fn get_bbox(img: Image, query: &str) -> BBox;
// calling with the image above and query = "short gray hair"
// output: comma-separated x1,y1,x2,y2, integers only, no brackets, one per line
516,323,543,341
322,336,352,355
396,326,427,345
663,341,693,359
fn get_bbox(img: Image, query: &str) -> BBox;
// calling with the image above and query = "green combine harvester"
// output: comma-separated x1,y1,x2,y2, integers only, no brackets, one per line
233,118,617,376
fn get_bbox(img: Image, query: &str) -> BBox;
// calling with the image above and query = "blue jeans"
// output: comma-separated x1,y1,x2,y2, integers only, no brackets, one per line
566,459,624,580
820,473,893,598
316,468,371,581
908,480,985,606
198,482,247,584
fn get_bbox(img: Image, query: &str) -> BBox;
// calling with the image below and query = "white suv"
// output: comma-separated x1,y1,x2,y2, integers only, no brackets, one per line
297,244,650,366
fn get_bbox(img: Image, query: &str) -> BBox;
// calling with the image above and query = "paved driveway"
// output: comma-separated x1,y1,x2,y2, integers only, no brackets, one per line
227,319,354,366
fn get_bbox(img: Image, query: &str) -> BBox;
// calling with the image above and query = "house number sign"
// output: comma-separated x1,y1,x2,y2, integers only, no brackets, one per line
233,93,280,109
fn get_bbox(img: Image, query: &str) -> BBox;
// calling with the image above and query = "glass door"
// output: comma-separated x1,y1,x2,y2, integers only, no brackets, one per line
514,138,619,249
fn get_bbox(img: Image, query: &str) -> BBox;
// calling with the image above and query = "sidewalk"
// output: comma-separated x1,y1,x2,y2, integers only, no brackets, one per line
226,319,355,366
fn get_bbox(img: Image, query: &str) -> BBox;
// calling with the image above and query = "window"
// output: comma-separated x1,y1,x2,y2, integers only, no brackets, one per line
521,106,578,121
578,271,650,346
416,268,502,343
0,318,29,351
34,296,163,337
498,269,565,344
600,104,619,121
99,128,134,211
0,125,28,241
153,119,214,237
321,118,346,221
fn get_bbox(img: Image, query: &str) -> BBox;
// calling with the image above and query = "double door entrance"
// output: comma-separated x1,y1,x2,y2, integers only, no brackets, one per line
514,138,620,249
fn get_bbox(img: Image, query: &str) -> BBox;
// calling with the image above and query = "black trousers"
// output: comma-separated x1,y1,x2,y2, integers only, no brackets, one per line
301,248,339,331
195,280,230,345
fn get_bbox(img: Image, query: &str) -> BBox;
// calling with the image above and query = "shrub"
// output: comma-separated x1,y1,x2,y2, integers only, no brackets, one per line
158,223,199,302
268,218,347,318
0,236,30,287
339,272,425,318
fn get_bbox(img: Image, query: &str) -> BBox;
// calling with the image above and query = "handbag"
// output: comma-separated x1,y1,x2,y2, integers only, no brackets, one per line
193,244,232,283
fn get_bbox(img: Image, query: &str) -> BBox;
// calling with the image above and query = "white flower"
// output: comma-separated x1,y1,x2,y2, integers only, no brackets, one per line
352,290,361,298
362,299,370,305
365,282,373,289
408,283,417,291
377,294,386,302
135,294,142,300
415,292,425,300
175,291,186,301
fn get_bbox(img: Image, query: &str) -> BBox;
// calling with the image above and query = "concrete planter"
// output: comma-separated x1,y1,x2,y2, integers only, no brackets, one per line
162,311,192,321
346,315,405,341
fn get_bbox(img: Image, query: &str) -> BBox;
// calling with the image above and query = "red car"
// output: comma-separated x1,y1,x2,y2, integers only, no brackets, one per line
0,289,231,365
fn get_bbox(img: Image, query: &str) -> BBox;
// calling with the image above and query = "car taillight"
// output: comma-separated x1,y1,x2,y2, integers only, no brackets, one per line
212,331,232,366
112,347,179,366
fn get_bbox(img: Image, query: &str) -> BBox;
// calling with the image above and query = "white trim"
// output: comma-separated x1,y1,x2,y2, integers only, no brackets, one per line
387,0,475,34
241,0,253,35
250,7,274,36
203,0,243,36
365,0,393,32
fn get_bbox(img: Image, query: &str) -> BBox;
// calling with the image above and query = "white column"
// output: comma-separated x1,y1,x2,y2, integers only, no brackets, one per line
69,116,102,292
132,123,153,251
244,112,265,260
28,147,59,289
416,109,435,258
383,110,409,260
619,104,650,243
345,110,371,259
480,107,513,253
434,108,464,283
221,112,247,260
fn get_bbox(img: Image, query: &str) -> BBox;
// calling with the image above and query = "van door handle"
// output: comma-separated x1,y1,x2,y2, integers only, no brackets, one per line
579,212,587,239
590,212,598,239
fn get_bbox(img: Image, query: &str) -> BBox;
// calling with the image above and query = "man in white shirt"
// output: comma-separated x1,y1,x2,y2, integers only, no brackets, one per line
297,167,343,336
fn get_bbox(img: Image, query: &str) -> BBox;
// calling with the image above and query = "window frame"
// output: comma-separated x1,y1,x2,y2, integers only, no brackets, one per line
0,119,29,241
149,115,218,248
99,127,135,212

--

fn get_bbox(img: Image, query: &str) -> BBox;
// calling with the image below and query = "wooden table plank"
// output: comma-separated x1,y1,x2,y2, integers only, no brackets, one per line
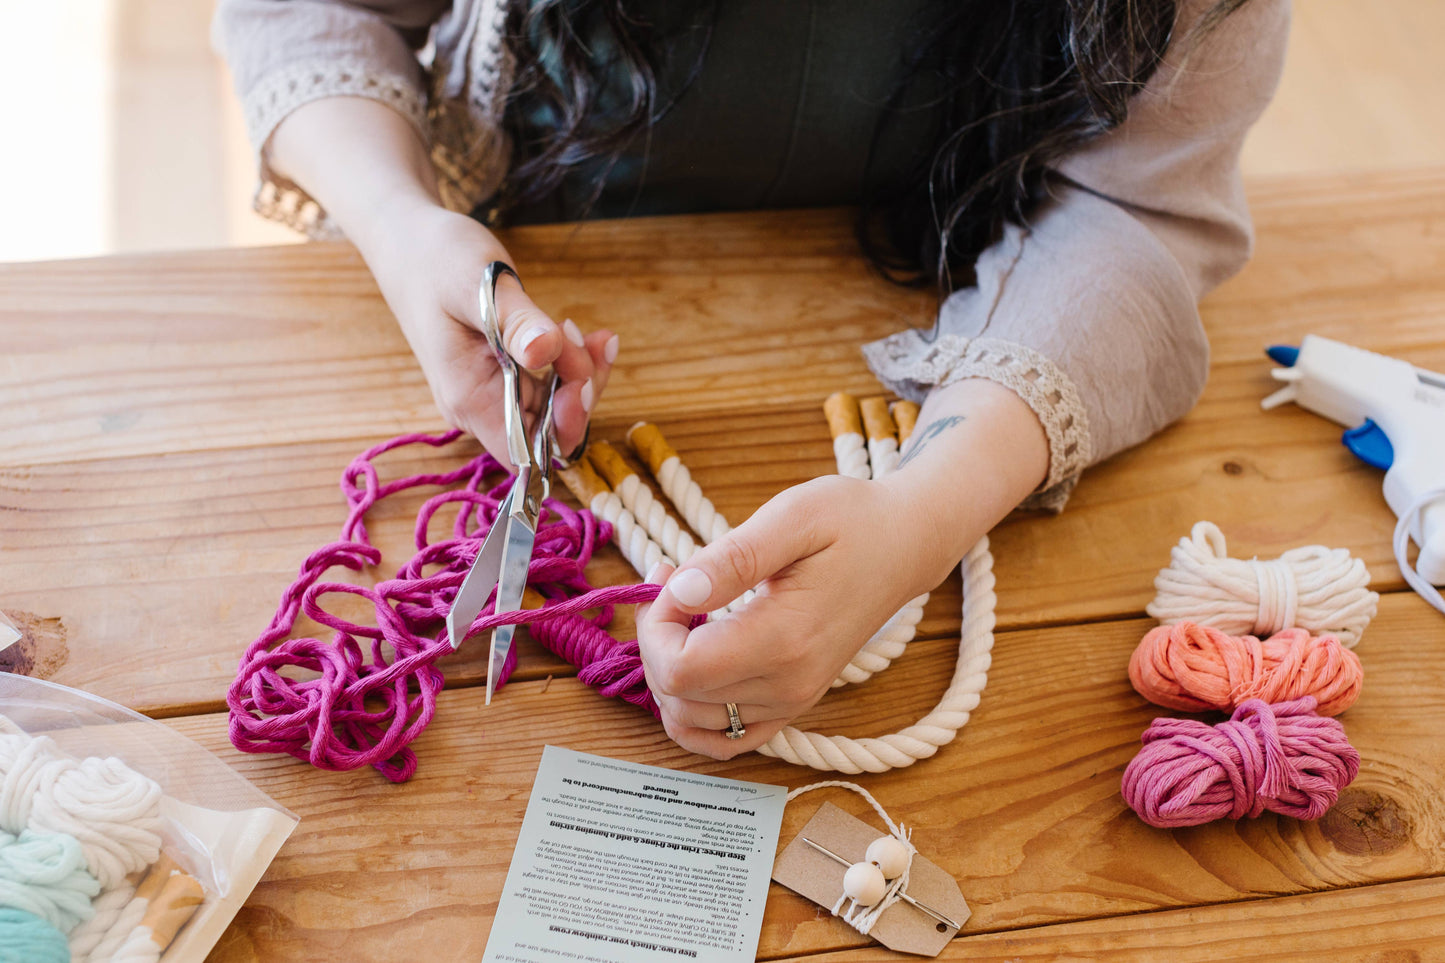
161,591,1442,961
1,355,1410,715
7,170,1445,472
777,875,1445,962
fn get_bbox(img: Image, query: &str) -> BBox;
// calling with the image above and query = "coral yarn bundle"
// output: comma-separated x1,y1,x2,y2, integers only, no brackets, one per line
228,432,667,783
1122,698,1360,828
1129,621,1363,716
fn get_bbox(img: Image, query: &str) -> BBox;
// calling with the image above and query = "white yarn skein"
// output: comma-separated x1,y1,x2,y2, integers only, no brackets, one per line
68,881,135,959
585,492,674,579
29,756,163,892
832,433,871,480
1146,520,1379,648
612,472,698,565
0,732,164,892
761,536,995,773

* * *

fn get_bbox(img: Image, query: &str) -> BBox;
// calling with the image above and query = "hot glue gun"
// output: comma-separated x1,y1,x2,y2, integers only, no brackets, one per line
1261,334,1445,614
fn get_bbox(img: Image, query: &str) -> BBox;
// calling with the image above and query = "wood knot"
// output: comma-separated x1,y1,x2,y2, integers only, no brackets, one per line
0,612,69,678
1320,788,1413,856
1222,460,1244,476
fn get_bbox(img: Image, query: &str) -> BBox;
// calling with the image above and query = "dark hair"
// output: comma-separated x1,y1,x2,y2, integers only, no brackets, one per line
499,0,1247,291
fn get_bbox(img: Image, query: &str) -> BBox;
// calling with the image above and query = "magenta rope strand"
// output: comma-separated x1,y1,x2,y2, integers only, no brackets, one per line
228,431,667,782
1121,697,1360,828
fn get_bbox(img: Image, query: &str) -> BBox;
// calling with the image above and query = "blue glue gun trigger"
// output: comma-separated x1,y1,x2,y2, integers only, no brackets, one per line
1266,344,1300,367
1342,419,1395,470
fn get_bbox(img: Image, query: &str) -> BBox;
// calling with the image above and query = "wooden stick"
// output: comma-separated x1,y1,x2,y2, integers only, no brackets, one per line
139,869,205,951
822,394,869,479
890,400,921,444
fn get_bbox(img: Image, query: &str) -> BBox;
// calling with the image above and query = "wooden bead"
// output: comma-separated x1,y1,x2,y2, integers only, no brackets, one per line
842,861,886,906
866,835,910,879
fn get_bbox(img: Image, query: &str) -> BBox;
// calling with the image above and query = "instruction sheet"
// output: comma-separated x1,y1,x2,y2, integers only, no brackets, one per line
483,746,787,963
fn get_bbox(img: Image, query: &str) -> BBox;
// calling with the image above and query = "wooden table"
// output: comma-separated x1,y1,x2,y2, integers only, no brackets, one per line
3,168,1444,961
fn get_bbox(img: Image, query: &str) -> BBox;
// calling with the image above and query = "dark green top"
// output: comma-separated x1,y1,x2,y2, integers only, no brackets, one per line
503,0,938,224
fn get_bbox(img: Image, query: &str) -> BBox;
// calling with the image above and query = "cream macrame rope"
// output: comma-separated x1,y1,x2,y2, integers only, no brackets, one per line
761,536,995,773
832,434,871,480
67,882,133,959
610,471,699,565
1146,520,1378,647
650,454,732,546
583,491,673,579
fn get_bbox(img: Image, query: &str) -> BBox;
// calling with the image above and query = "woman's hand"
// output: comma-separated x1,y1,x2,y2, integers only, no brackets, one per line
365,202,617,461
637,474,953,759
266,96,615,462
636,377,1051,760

**ABOUT THIS TASK:**
Every line of the entries above that holds "blue" should be copied out.

**TASK RESULT:**
// calling with the image above and query = "blue jeans"
// calling with the image above and query = "blue glue gun trigger"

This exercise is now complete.